### [取り組む作業]
1 – 本文によると、相続による登記をしないまま放っておくと、場合によってはどうなりますか。
2 – 本文の「そのため、相続時に登記をしなければならない様々な法スキームが詳しく設けられた。」という文を英語に訳してください。
3 – 本文の「今回の法制見直しの大きな骨格は、相続時に従来では未登記が横行」から「っては過料対象となる。これが一番大きな改正である。」までを、一字一句そのまま書き写してください。

### [本文]
◇ ◇ ◇ ◇

今回の法制見直しの大きな骨格は、相続時に従来では未登記が横行
し、それが所有者不明土地問題の元凶になっていたことに対する抜
本的な対策である。
そのため、相続時に登記をしなければならない様々な法スキームが
詳しく設けられた。その結果従来は相続による登記を仮にしなくて
も善意による未登記となったが、未登記を放置する場合ケースによ
っては過料対象となる。これが一番大きな改正である。
そのほか不明土地に対する管理者の設置や、不明土地あるいは建物
の新たな取得に関する法スキームが設けられた。これらの子細につ
いては今後いろんなところで紹介されることになろう。

◇ ◇ ◇ ◇

### [資料一覧]
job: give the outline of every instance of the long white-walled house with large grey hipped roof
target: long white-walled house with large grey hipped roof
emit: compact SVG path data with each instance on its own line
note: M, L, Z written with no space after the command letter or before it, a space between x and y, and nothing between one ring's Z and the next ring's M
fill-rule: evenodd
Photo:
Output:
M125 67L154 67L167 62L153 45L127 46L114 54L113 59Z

◇ ◇ ◇ ◇

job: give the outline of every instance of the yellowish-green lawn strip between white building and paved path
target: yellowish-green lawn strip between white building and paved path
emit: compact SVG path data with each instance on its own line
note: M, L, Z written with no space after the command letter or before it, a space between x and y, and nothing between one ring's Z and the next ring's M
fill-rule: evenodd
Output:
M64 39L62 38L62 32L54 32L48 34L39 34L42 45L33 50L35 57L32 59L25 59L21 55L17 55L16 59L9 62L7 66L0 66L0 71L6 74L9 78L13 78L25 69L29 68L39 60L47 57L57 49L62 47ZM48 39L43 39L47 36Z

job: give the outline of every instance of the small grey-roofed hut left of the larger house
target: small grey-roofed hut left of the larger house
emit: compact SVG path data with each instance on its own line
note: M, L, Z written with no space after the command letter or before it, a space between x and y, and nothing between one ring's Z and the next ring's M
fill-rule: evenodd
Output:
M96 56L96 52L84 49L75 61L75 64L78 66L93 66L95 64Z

◇ ◇ ◇ ◇

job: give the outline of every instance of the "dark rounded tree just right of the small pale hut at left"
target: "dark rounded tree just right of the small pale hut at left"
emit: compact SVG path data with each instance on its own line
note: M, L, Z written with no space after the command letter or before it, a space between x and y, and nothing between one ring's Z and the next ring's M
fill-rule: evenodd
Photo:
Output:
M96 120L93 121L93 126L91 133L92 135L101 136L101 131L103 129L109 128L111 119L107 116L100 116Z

◇ ◇ ◇ ◇

### [作業の答え]
1 – 過料の対象となります。

2 – For this reason, various legal schemes requiring registration at the time of inheritance were set up in detail.

3 –
今回の法制見直しの大きな骨格は、相続時に従来では未登記が横行
し、それが所有者不明土地問題の元凶になっていたことに対する抜
本的な対策である。
そのため、相続時に登記をしなければならない様々な法スキームが
詳しく設けられた。その結果従来は相続による登記を仮にしなくて
も善意による未登記となったが、未登記を放置する場合ケースによ
っては過料対象となる。これが一番大きな改正である。